▸ **WORK TO DO**:
Reproduce the records from the first line through the line containing "M 306 190 L", switching "Found" to "Detected" and keeping everything else unchanged. Leave the pictures out of your answer.

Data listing
^^^^

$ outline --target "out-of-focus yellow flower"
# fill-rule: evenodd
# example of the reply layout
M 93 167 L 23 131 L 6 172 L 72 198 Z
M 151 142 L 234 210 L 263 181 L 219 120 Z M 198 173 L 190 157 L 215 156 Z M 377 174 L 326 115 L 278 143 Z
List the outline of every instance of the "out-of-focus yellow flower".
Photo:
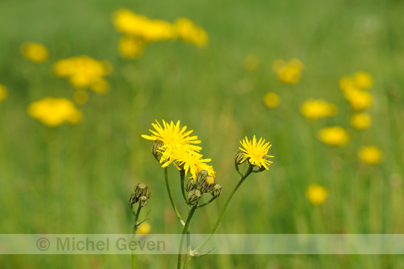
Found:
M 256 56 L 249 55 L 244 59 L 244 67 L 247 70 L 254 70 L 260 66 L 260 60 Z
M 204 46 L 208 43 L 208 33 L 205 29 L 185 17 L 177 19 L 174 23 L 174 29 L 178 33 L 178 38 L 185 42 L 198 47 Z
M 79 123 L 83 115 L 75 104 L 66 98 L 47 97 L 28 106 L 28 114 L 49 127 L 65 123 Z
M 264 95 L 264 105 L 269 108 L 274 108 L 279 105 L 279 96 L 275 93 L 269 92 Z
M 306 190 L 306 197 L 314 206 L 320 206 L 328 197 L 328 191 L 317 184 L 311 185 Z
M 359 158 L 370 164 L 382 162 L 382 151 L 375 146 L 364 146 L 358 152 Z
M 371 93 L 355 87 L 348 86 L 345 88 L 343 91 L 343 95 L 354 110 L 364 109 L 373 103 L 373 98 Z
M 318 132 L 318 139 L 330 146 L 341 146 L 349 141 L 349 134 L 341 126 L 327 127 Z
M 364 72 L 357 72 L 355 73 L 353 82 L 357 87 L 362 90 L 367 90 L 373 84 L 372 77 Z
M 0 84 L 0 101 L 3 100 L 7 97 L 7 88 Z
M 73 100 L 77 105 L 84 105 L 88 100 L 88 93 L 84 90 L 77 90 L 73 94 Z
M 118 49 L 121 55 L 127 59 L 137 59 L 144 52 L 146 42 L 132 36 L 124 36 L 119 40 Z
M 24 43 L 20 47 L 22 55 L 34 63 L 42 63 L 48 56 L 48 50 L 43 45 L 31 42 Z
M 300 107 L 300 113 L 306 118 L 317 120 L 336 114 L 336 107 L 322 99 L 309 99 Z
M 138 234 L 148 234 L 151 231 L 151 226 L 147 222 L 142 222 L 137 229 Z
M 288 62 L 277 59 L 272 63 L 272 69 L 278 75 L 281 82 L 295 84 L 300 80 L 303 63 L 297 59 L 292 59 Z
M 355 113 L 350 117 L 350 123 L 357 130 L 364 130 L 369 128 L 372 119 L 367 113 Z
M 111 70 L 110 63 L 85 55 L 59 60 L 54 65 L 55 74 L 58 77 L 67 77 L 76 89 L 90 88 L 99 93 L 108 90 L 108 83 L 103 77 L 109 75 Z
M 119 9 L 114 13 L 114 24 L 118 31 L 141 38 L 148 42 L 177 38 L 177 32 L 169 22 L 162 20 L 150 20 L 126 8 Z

^^^^

▸ **TASK ANSWER**:
$ outline --target "out-of-focus yellow flower"
# fill-rule: evenodd
# example of the reply layout
M 93 167 L 23 131 L 6 172 L 72 198 Z
M 151 142 L 234 210 L 263 181 L 219 120 Z M 198 173 L 190 157 L 215 156 Z M 377 174 L 326 115 L 278 143 Z
List the outline of every instance of the "out-of-focus yellow flower".
Photo:
Detected:
M 256 56 L 249 55 L 244 59 L 244 67 L 247 70 L 254 70 L 260 66 L 260 60 Z
M 204 46 L 208 43 L 208 33 L 205 29 L 185 17 L 177 19 L 174 23 L 174 29 L 178 33 L 178 38 L 185 42 L 198 47 Z
M 79 123 L 83 115 L 75 104 L 66 98 L 47 97 L 28 106 L 28 114 L 49 127 L 65 123 Z
M 264 95 L 264 105 L 269 108 L 274 108 L 279 105 L 279 96 L 275 93 L 269 92 Z
M 306 190 L 306 197 L 314 206 L 320 206 L 328 197 L 328 191 L 317 184 L 311 185 Z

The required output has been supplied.